##### Source records #####
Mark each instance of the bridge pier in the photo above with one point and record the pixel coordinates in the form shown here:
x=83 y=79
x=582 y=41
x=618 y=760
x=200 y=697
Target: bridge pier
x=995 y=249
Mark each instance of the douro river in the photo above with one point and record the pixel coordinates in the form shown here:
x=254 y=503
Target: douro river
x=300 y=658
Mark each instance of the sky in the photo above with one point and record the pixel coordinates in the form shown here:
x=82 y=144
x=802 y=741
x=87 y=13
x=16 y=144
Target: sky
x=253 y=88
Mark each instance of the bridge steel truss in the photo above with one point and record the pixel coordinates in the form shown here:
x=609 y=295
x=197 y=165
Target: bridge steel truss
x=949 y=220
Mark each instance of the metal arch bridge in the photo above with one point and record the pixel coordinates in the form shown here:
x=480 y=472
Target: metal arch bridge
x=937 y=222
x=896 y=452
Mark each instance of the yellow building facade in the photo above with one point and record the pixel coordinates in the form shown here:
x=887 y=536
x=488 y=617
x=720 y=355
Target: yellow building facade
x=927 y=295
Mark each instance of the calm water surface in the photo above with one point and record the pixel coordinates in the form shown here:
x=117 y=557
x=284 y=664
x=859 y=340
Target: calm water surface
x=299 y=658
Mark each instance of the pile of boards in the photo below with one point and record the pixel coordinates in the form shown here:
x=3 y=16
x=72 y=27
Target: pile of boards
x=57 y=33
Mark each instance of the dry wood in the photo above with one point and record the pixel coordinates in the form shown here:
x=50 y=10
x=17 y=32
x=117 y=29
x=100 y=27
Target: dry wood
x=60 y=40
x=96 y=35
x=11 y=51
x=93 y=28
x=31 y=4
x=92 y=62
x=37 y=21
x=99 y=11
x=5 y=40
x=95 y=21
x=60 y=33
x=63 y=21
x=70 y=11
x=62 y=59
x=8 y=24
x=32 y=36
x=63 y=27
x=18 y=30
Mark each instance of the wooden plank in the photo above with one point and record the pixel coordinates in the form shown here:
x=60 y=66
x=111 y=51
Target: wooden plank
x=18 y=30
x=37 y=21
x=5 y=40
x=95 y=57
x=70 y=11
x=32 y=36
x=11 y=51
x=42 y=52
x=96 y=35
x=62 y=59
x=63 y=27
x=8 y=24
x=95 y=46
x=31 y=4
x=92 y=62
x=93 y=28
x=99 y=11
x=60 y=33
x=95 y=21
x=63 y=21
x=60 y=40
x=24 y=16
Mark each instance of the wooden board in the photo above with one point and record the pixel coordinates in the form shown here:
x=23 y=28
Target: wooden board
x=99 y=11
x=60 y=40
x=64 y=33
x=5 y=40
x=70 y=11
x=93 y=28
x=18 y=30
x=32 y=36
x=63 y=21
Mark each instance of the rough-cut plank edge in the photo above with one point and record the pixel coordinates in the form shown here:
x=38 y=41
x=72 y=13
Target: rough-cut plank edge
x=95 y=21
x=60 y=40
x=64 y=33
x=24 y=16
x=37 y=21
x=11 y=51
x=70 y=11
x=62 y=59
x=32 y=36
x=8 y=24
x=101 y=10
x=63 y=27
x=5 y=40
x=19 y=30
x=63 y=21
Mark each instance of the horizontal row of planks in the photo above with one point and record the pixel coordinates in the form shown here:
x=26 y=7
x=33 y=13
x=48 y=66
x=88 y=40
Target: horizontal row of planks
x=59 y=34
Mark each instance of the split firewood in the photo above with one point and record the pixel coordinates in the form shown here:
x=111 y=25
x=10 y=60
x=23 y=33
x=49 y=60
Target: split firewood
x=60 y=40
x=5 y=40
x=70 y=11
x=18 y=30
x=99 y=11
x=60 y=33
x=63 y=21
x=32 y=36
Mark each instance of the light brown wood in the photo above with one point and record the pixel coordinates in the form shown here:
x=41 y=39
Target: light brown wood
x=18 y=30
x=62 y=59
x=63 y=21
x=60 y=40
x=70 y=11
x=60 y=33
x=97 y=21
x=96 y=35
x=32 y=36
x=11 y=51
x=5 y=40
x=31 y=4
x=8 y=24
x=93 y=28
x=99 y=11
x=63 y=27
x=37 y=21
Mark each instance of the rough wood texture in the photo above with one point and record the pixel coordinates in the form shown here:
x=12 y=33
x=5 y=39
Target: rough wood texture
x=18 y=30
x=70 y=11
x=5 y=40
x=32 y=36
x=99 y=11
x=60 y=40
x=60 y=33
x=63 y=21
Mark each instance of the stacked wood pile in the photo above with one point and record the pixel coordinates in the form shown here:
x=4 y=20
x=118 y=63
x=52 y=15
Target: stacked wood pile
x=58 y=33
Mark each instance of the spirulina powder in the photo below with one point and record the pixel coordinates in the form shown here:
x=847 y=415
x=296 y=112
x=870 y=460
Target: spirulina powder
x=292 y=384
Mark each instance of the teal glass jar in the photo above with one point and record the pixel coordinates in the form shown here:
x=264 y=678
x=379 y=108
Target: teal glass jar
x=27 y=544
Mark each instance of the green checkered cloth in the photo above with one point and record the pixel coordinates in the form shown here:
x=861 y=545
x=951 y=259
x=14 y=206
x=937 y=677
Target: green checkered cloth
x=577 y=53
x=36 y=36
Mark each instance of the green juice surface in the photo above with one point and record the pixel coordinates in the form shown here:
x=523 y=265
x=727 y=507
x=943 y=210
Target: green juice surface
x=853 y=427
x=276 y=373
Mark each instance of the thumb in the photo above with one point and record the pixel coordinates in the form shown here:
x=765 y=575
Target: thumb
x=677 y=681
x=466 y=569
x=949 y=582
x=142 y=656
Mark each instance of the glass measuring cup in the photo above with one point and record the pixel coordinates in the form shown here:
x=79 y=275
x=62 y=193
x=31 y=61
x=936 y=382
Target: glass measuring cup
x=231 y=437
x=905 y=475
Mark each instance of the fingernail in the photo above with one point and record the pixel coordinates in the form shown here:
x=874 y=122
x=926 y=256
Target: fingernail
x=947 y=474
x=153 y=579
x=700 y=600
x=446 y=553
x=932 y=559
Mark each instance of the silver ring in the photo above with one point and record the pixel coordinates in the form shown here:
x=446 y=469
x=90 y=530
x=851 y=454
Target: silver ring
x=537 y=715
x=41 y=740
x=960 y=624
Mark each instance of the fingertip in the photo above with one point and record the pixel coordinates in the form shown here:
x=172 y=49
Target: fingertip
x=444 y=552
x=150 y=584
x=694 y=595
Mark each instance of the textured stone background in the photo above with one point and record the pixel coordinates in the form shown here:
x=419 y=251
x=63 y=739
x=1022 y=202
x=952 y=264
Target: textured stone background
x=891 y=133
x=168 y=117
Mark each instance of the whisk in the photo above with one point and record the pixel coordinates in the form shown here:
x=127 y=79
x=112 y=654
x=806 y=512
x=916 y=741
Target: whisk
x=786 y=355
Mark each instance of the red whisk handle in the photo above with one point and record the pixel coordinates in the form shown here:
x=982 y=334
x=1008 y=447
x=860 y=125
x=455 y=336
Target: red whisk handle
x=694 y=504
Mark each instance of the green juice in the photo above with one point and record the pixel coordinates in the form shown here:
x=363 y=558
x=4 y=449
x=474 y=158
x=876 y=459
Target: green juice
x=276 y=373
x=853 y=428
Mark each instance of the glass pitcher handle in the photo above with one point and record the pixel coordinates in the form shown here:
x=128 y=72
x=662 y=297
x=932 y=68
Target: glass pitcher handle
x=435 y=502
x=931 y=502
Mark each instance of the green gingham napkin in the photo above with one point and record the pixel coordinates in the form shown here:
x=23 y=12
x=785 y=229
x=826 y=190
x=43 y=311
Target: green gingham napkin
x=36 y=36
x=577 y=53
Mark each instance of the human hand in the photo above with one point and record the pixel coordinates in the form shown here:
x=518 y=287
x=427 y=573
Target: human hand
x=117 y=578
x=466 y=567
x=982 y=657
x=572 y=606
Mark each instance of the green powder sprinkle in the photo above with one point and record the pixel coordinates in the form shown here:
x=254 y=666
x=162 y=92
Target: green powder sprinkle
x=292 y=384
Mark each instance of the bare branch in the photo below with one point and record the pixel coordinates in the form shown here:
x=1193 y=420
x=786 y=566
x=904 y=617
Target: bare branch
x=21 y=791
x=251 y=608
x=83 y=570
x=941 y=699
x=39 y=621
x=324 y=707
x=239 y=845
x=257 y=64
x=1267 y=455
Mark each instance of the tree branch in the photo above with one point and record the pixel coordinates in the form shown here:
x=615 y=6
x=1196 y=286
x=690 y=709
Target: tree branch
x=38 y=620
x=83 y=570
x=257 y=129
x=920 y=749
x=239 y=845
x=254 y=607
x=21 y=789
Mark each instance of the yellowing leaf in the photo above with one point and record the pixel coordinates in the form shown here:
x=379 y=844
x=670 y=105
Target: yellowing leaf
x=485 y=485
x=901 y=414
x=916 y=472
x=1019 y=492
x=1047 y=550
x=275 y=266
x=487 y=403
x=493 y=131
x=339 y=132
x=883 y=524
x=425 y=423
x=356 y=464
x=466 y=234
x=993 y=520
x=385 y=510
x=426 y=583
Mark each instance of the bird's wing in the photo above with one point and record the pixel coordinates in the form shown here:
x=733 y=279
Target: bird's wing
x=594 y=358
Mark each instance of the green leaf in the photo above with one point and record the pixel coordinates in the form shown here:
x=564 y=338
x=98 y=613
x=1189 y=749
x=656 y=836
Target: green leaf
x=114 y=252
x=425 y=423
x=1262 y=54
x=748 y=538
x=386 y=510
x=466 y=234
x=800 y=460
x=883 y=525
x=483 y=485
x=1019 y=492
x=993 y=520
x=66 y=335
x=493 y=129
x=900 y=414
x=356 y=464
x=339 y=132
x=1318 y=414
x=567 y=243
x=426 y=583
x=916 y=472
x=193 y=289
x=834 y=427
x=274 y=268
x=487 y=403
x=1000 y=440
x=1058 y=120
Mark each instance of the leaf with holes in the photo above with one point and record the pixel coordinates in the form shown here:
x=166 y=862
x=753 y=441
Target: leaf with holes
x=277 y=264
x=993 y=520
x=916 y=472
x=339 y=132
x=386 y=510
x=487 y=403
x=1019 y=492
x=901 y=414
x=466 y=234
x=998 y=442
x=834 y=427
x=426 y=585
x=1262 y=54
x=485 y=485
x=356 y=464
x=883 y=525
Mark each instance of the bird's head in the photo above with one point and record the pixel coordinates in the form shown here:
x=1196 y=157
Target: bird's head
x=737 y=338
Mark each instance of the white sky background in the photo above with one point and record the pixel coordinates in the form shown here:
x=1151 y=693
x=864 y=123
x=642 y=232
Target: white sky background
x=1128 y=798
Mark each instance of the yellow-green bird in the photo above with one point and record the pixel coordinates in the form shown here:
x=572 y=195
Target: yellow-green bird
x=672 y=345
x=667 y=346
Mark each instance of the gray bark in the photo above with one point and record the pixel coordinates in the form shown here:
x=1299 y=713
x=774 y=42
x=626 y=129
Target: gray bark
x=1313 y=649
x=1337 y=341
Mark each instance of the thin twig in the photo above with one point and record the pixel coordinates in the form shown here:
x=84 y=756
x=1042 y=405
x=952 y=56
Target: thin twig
#####
Copy out the entries from the first line through the line containing "x=949 y=220", both included, keeping the requests. Scale each x and y coordinate in the answers by 0.3 and round to whole numbers, halves up. Leave the requests and their sample coordinates unchanged.

The solution >>
Mark each instance of the bridge pier in the photo above with one point and record the pixel coordinates in the form shown here:
x=83 y=79
x=582 y=41
x=618 y=760
x=200 y=697
Target: bridge pier
x=299 y=75
Mark each instance of the douro river in the photo above with one point and record the pixel coordinates in the form shown here:
x=254 y=503
Target: douro river
x=90 y=197
Mark each instance of the sky in the photo above with one point and record the pixel coordinates in the form shown here:
x=82 y=144
x=802 y=741
x=87 y=13
x=16 y=144
Target: sky
x=76 y=26
Mark each instance of the bridge steel truss in the photo above with one point and record the pixel coordinates in the form shown here:
x=609 y=295
x=197 y=165
Target: bridge steel truss
x=285 y=66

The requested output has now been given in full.